Founded in 1920, the parish has been operated from the beginning by the Carmelite Friars. The closing Mass of the centennial anniversary occurred the evening of March 20, celebrated by Auxiliary Bishop Peter Byrne. 

There was no opening anniversary Mass last year due to the pandemic.

“The Carmelites came to the parish in order to serve the Irish immigrants that were coming into this area of the Bronx; and the Carmelites were all from Ireland,” Father Michael Kissane, O. Carm., told Catholic New York in a phone interview. “So the parishioners were familiar with the order. And in the 1960s Hispanics, mainly Puerto Ricans, began moving into the parish.”

Father Kissane noted that the Carmelite Fathers then began to learn Spanish and more about Latino cultures, and liturgies in Spanish were added to the Mass schedule in the late 1960s, early 1970s. 

The parish is now called St. Simon Stock and St. Joseph parish because of a 2015 merger under the archdiocese’s Making All Things New pastoral planning process. 

The arrival of Puerto Ricans was followed by immigrants from the Dominican Republic, Central America and Mexico. Over the decades, many parish Mass celebrations and social gatherings have reflected the cultural traditions of the parishioners’ native lands.

_What you will do_
According to the parish text, who celebrated the closing Mass of the centennial anniversary? The lines that come next have no connection to the parish text.

[Referring expression pointing data]

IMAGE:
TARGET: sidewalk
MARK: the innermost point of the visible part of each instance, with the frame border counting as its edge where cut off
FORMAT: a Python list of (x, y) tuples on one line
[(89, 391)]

---

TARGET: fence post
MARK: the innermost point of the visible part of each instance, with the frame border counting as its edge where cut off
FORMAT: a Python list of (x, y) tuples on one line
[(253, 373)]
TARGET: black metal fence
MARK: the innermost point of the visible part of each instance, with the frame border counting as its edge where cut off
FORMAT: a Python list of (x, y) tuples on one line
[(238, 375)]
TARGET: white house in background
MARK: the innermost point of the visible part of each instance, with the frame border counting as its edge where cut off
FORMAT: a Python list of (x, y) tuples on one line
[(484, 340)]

_Answer box_
Auxiliary Bishop Peter Byrne